Supplied data =>
---*---
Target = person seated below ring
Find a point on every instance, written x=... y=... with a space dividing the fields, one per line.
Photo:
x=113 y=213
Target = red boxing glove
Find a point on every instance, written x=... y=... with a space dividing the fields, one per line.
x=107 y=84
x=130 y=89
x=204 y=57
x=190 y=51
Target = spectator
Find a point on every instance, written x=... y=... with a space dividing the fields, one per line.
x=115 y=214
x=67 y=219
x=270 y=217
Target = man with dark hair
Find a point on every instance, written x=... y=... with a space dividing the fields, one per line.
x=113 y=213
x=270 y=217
---*---
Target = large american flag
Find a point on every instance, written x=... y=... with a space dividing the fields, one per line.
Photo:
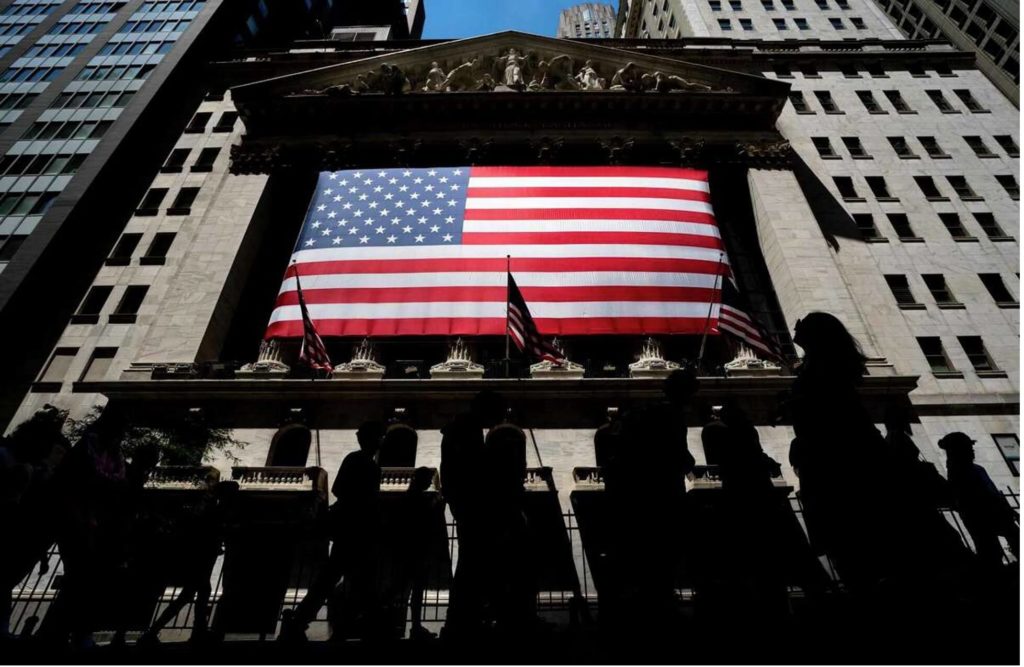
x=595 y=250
---*---
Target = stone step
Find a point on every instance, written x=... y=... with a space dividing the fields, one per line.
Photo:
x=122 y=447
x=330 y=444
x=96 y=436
---*---
Given problem => Copy out the material word for word, from the line containing "Target = large american flag" down to the line containing "x=595 y=250", including both of those lines, and omit the picture.

Response to the exercise =>
Target = large american flag
Find a point on every instance, written x=... y=... with a space dividing the fields, one per line.
Photo:
x=595 y=250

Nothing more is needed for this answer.